OBJECTIVE: Count the lines in the entries below that contain the string "above", treating uppercase and lowercase as different. Reply with only that number.

GIVEN ENTRIES:
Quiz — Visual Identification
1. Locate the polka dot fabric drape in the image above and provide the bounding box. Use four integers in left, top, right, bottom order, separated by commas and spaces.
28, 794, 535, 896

--

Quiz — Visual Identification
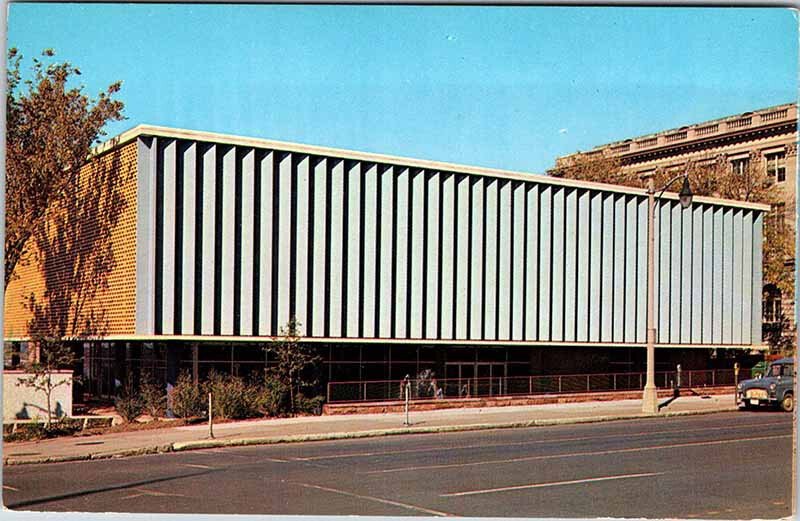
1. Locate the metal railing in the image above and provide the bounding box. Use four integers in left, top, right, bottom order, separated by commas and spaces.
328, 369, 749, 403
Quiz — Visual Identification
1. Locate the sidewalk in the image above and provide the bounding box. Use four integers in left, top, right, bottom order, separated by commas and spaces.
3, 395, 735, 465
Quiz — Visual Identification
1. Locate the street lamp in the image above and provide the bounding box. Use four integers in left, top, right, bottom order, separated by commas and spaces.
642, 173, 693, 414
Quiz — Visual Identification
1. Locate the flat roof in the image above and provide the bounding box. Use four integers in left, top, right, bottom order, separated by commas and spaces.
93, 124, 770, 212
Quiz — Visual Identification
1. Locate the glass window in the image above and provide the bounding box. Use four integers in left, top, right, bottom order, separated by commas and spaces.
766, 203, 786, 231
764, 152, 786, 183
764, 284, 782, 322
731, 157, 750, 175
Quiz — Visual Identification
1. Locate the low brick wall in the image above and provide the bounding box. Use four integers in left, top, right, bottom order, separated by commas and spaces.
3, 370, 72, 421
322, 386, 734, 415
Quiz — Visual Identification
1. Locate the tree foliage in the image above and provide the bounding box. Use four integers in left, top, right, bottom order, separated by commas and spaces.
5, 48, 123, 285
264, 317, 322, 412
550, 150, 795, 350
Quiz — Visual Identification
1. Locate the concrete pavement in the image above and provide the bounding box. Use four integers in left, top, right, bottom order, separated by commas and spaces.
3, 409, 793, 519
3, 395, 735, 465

* * *

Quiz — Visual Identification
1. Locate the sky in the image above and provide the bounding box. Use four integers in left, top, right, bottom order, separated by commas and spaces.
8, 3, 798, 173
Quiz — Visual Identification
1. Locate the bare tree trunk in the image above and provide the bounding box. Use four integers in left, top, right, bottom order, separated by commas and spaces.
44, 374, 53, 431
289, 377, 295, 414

THE REPLY: 11